Genome-scale metabolic networks are a valuable tool for gaining a mechanistic understanding of microbial metabolism and predicting trophic interactions within microbial communities. Metabolic network models are constructed through three key steps–draft metabolic model construction based on genome annotations, filling knowledge gaps in biochemical pathways by adding missing reactions (gapfilling), and further refinement and curation. The DOE Systems Biology Knowledgebase (KBase) automates this process by providing a suite of computational apps and modules ( Draft networks constructed based on genome annotations alone do not contain all of the key reactions necessary for robust predictions, and therefore fail to predict biomass production/cell growth as experimentally observed. Gapfilling (i.e., identifying and adding those missing reactions) is a critical next step for enhancing the predictive power of metabolic networks. Current gapfilling algorithms seek a minimal number of reactions following the parsimonious approach and repeats this process in a sequential manner for a given set of phenotypic growth data. However, the reactions added as such are not always biologically relevant, causing the model predictions to be inconsistent.

To address these issues, researchers designed a new gapfilling algorithm termed OMEGGA (OMics-Enabled Global GApfilling). As indicated by its name, OMEGGA uses diverse data sources (such as amplicon, transcriptomic, proteomic, and metabolomic data) to simultaneously fit a draft metabolic model to all available phenotype data. In this work, researchers demonstrate the two major capabilities of OMEGGA: global and omics-guided gapfilling.
+++
### ASSIGNED TASK
Reproduce the text on metabolic network gapfilling word for word, from "To address these" up to and including "and omics-guided gapfilling.".
+++
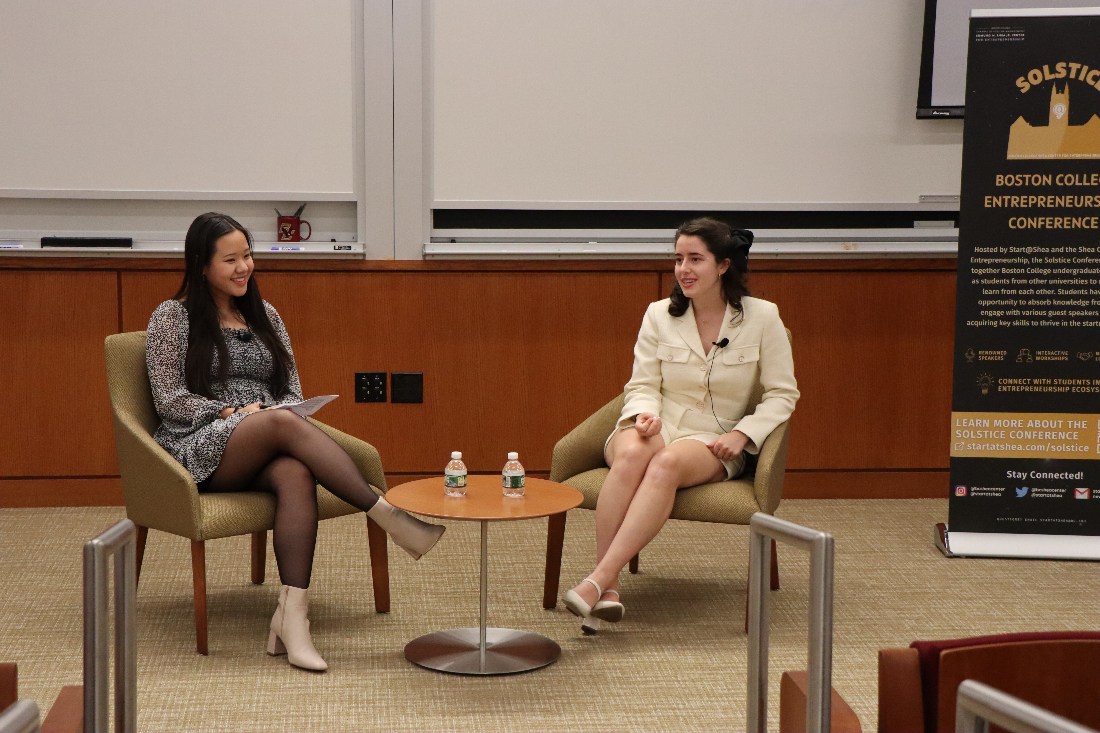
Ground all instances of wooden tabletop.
[386,473,584,522]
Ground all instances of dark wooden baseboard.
[0,475,122,508]
[783,469,949,499]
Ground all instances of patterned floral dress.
[145,300,301,483]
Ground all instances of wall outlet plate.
[389,372,424,404]
[355,372,386,402]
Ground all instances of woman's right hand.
[634,413,661,438]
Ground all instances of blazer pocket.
[657,343,691,364]
[722,343,760,367]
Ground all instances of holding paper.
[264,394,340,417]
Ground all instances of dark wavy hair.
[669,217,752,316]
[173,211,290,400]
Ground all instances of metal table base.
[405,626,561,675]
[405,512,561,675]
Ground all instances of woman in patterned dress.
[145,214,444,671]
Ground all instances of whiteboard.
[429,0,963,209]
[0,0,354,200]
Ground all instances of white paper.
[267,394,340,417]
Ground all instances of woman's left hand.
[707,430,749,461]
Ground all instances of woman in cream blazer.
[564,218,799,633]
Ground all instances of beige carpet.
[0,500,1100,732]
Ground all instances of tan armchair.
[105,331,389,654]
[547,352,790,608]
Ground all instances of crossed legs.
[207,409,377,588]
[573,428,726,605]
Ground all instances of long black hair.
[173,212,290,400]
[669,217,752,316]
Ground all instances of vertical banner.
[946,9,1100,558]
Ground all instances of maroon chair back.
[910,632,1100,733]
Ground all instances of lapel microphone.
[703,338,729,433]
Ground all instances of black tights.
[204,409,378,588]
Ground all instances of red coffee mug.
[276,217,314,242]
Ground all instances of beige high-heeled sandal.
[561,578,604,619]
[591,588,626,624]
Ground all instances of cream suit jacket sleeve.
[618,297,799,452]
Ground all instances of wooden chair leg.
[191,539,209,655]
[771,539,779,590]
[252,530,267,586]
[745,539,779,634]
[134,524,149,588]
[366,517,389,613]
[542,512,565,609]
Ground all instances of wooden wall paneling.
[0,477,123,508]
[0,271,119,477]
[121,270,184,331]
[263,272,656,473]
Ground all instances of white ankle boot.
[366,496,447,560]
[267,586,329,671]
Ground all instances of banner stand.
[935,523,1100,560]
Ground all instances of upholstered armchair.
[105,331,389,654]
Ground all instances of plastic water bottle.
[501,452,526,497]
[443,450,466,496]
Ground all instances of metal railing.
[747,512,833,733]
[955,679,1097,733]
[84,519,138,733]
[0,700,40,733]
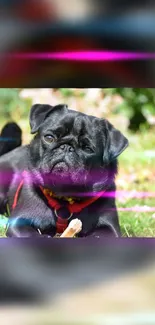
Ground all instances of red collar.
[12,172,105,233]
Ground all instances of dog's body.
[0,105,128,237]
[0,122,22,156]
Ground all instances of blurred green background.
[0,88,155,237]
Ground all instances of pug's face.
[30,104,128,194]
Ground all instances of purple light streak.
[2,51,155,62]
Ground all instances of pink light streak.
[2,51,155,62]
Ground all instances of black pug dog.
[0,122,22,156]
[0,104,128,238]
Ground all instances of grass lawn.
[0,131,155,237]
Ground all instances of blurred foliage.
[103,88,155,131]
[0,88,155,131]
[0,88,31,120]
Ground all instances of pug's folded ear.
[29,104,68,134]
[104,120,129,162]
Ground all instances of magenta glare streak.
[3,51,155,62]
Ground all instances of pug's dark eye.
[44,134,54,143]
[80,143,93,153]
[84,146,93,153]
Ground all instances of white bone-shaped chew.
[60,219,82,238]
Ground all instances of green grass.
[0,131,155,237]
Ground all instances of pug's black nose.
[60,144,74,152]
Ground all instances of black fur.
[0,104,128,237]
[0,122,22,156]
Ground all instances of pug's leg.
[89,216,121,238]
[6,217,40,237]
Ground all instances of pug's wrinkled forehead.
[30,104,128,162]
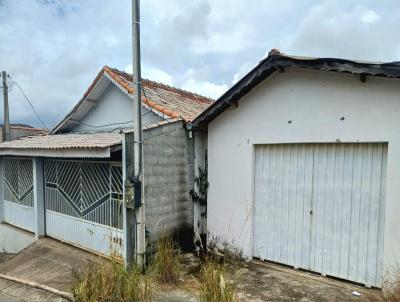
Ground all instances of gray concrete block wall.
[143,122,194,238]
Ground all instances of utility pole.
[1,71,10,142]
[132,0,146,267]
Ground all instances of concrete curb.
[0,274,74,301]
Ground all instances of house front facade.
[0,66,211,259]
[193,52,400,287]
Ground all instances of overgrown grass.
[384,269,400,302]
[200,259,236,302]
[150,235,182,285]
[72,260,152,302]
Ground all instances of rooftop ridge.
[106,66,214,104]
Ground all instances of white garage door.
[253,143,387,287]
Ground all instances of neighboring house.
[0,66,211,257]
[0,124,47,142]
[193,51,400,287]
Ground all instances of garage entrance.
[253,143,387,287]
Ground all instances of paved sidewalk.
[0,279,68,302]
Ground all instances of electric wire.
[8,75,49,130]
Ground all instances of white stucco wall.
[71,84,163,132]
[207,69,400,280]
[0,223,36,253]
[193,131,207,234]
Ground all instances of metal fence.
[44,160,122,229]
[3,158,34,231]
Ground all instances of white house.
[193,50,400,287]
[0,66,211,258]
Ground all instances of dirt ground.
[0,238,382,302]
[170,255,383,302]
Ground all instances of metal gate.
[253,143,387,287]
[44,160,123,255]
[3,158,34,232]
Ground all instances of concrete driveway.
[0,238,382,302]
[0,279,69,302]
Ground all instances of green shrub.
+++
### OUTPUT BELOW
To address these issues, researchers designed a new gapfilling algorithm termed OMEGGA (OMics-Enabled Global GApfilling). As indicated by its name, OMEGGA uses diverse data sources (such as amplicon, transcriptomic, proteomic, and metabolomic data) to simultaneously fit a draft metabolic model to all available phenotype data. In this work, researchers demonstrate the two major capabilities of OMEGGA: global and omics-guided gapfilling.